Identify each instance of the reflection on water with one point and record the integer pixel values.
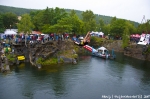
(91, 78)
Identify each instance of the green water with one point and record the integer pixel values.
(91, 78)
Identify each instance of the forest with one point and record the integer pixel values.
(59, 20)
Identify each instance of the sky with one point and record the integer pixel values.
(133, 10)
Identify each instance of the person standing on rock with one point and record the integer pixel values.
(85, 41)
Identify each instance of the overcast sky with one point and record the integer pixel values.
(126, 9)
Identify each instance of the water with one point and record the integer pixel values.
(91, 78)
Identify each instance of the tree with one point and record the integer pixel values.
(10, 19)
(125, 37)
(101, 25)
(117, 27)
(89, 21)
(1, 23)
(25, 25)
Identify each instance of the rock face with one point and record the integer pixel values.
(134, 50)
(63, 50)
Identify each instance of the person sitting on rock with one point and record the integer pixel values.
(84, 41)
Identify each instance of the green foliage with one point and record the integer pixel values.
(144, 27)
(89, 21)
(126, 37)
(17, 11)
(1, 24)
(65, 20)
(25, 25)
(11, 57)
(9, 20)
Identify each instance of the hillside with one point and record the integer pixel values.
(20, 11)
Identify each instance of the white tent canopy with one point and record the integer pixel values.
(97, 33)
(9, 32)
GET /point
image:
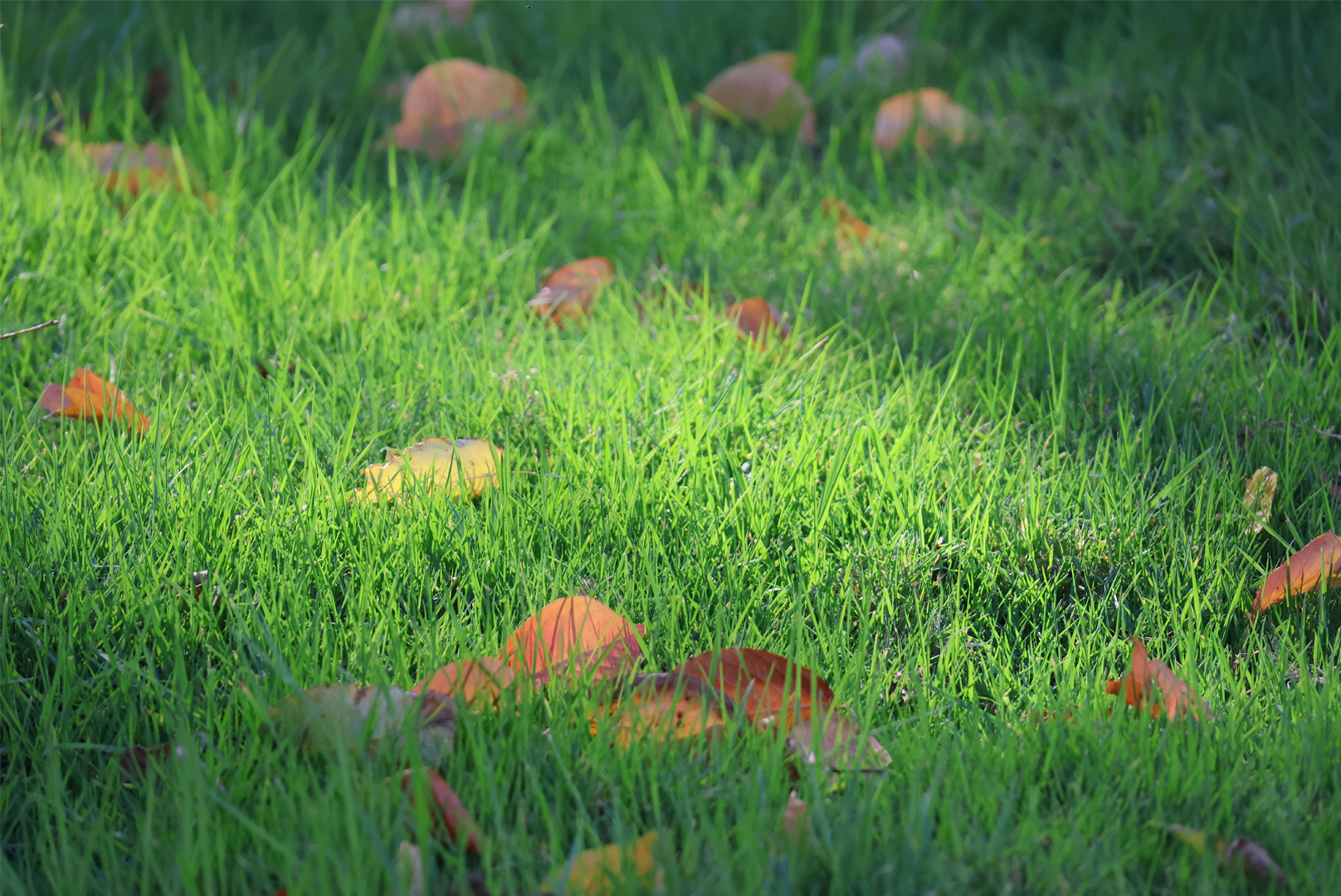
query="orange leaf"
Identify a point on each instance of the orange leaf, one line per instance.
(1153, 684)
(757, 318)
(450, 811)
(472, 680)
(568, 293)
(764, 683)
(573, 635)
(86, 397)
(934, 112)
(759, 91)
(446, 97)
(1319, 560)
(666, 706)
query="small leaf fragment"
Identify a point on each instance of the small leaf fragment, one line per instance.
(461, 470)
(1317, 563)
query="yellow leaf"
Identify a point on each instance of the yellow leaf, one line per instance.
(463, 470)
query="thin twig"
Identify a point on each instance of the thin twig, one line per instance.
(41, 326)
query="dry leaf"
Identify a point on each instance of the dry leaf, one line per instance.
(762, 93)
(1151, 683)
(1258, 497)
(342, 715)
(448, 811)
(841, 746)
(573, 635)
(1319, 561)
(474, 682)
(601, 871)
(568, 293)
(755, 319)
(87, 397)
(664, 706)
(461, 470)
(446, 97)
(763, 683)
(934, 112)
━━━━━━━━━━━━━━━━━━━━━━━━━━━━━━
Requirement:
Copy each line of the preceding data that contains the string "query".

Reply to the exercise:
query="orange leaf"
query="small leaf fragment"
query="yellow leaf"
query="thin twig"
query="dry leaf"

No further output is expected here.